> _Aim of the task_: Format all of the material below as a Markdown table with a column named "Row" for the row number and a column named "Line" for the line itself, leaving out blank lines and pictures.

◇ ◇ ◇ ◇ ◇ ◇ ◇

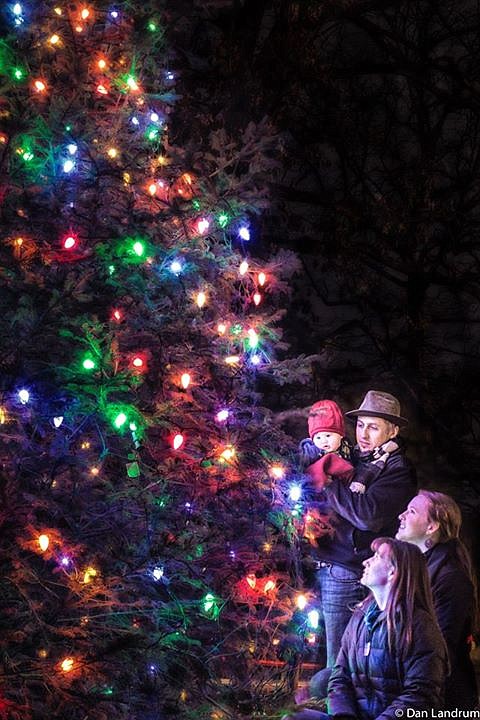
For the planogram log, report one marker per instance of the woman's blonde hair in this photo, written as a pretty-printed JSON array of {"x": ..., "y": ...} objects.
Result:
[{"x": 443, "y": 509}]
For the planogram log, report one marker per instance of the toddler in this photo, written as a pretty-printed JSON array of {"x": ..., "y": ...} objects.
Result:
[{"x": 327, "y": 451}]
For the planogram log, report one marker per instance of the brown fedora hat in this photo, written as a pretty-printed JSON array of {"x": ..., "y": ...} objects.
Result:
[{"x": 379, "y": 404}]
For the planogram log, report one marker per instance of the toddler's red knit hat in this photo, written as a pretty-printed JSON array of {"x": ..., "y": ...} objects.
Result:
[{"x": 325, "y": 416}]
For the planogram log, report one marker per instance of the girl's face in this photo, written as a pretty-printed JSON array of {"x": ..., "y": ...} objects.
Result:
[
  {"x": 379, "y": 569},
  {"x": 327, "y": 441},
  {"x": 414, "y": 522}
]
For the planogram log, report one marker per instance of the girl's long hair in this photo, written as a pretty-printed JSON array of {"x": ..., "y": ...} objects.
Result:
[
  {"x": 410, "y": 591},
  {"x": 443, "y": 510}
]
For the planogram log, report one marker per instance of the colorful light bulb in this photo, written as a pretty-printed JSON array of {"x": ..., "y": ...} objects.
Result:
[
  {"x": 295, "y": 493},
  {"x": 138, "y": 248},
  {"x": 67, "y": 665},
  {"x": 120, "y": 420},
  {"x": 44, "y": 542},
  {"x": 202, "y": 226},
  {"x": 178, "y": 441},
  {"x": 244, "y": 233},
  {"x": 301, "y": 601},
  {"x": 69, "y": 242},
  {"x": 24, "y": 396},
  {"x": 176, "y": 267}
]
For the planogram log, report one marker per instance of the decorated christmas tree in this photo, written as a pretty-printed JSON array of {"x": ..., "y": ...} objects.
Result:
[{"x": 150, "y": 563}]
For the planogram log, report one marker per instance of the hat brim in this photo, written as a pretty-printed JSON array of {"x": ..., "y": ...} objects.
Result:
[{"x": 396, "y": 419}]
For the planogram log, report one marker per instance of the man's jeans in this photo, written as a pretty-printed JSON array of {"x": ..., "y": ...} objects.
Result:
[{"x": 338, "y": 591}]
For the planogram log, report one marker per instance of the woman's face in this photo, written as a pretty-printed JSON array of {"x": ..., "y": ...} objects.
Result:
[
  {"x": 414, "y": 521},
  {"x": 379, "y": 569}
]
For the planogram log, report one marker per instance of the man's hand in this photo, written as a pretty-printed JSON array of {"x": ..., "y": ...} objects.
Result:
[{"x": 390, "y": 446}]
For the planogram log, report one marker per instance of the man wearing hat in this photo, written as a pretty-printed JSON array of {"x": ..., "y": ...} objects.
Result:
[{"x": 389, "y": 484}]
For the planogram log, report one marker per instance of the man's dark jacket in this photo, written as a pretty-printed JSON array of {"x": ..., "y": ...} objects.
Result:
[{"x": 361, "y": 517}]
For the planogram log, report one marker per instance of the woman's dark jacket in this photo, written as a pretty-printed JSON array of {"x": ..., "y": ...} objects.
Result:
[
  {"x": 453, "y": 598},
  {"x": 368, "y": 681}
]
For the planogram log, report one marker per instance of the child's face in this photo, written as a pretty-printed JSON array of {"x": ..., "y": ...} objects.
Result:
[{"x": 327, "y": 441}]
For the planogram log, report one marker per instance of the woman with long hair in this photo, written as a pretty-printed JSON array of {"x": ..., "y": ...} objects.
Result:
[
  {"x": 392, "y": 657},
  {"x": 432, "y": 522}
]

◇ ◇ ◇ ◇ ◇ ◇ ◇

> _Full solution_:
| Row | Line |
|---|---|
| 1 | For the planogram log, report one marker per instance of the woman's blonde hair in this photo, written as a pretty-printed JSON array of {"x": ..., "y": ...} objects. |
| 2 | Result: |
| 3 | [{"x": 443, "y": 509}] |
| 4 | For the planogram log, report one marker per instance of the toddler in this photo, written as a pretty-printed JSON array of {"x": ..., "y": ...} objects. |
| 5 | Result: |
| 6 | [{"x": 327, "y": 451}] |
| 7 | For the planogram log, report one marker per instance of the brown fedora hat in this photo, written as a pretty-printed JSON array of {"x": ..., "y": ...} objects. |
| 8 | Result: |
| 9 | [{"x": 379, "y": 404}] |
| 10 | For the planogram log, report one marker per instance of the toddler's red knit hat in this photo, written as a pretty-printed JSON array of {"x": ..., "y": ...} objects. |
| 11 | Result: |
| 12 | [{"x": 325, "y": 416}] |
| 13 | For the planogram log, report one marker per instance of the girl's face in this photo, written as a pretty-printed JSON array of {"x": ..., "y": ...} objects. |
| 14 | Result: |
| 15 | [ |
| 16 |   {"x": 379, "y": 569}, |
| 17 |   {"x": 327, "y": 441}, |
| 18 |   {"x": 414, "y": 522} |
| 19 | ] |
| 20 | For the planogram log, report one marker per instance of the girl's long hair in this photo, written as a pretty-printed JSON array of {"x": ..., "y": ...} objects. |
| 21 | Result: |
| 22 | [ |
| 23 |   {"x": 410, "y": 591}, |
| 24 |   {"x": 443, "y": 510} |
| 25 | ] |
| 26 | For the planogram log, report one marker per instance of the colorful light bulb in this photo, written as a pretty-printed JSON array of {"x": ..., "y": ...} objects. |
| 27 | Result: |
| 28 | [ |
| 29 |   {"x": 295, "y": 493}, |
| 30 |   {"x": 138, "y": 248}, |
| 31 |   {"x": 67, "y": 665}, |
| 32 |   {"x": 120, "y": 420}, |
| 33 |   {"x": 44, "y": 542}, |
| 34 |   {"x": 202, "y": 226}, |
| 35 |   {"x": 178, "y": 441}, |
| 36 |   {"x": 244, "y": 233}, |
| 37 |   {"x": 301, "y": 601}, |
| 38 |   {"x": 69, "y": 242}, |
| 39 |   {"x": 24, "y": 396}, |
| 40 |   {"x": 176, "y": 267} |
| 41 | ] |
| 42 | For the planogram log, report one marker per instance of the decorated christmas tree in this photo, written as a pretty-printed JSON array of {"x": ..., "y": ...} objects. |
| 43 | Result: |
| 44 | [{"x": 150, "y": 563}] |
| 45 | For the planogram log, report one marker per instance of the hat brim in this photo, written as a pretty-printed JSON array of {"x": ..., "y": ...} objects. |
| 46 | Result: |
| 47 | [{"x": 396, "y": 419}] |
| 48 | For the planogram log, report one marker per instance of the man's jeans in this photo, written as a pretty-printed JSON array of {"x": ..., "y": ...} objects. |
| 49 | Result: |
| 50 | [{"x": 338, "y": 591}] |
| 51 | For the planogram log, report one marker per instance of the woman's face in this photo, written as a pretty-printed JSON array of {"x": ..., "y": ...} objects. |
| 52 | Result: |
| 53 | [ |
| 54 |   {"x": 414, "y": 521}, |
| 55 |   {"x": 379, "y": 569} |
| 56 | ] |
| 57 | For the planogram log, report one marker per instance of the man's hand in this photo, written as a pretty-printed JSON array of {"x": ..., "y": ...} objects. |
| 58 | Result: |
| 59 | [{"x": 390, "y": 446}] |
| 60 | For the planogram log, report one marker per instance of the man wearing hat in this photo, written as a pretty-printed JSON array of {"x": ..., "y": ...} objects. |
| 61 | Result: |
| 62 | [{"x": 389, "y": 484}] |
| 63 | For the planogram log, report one marker per instance of the man's dark jacket in this photo, written as a pretty-printed JSON array of {"x": ..., "y": ...} objects. |
| 64 | Result: |
| 65 | [{"x": 361, "y": 517}] |
| 66 | For the planogram log, report one marker per instance of the woman's dark jacket in this photo, written as a pretty-printed JSON array of {"x": ..., "y": ...} objects. |
| 67 | Result: |
| 68 | [ |
| 69 |   {"x": 453, "y": 598}, |
| 70 |   {"x": 368, "y": 681} |
| 71 | ] |
| 72 | For the planogram log, report one marker per instance of the child's face in this photo, written as a pretty-printed JSON array of {"x": ..., "y": ...} objects. |
| 73 | Result: |
| 74 | [{"x": 327, "y": 441}] |
| 75 | For the planogram log, report one marker per instance of the woman with long hair in this photo, written as a pretty-printed JSON array of {"x": ..., "y": ...} objects. |
| 76 | Result: |
| 77 | [ |
| 78 |   {"x": 392, "y": 657}, |
| 79 |   {"x": 432, "y": 522} |
| 80 | ] |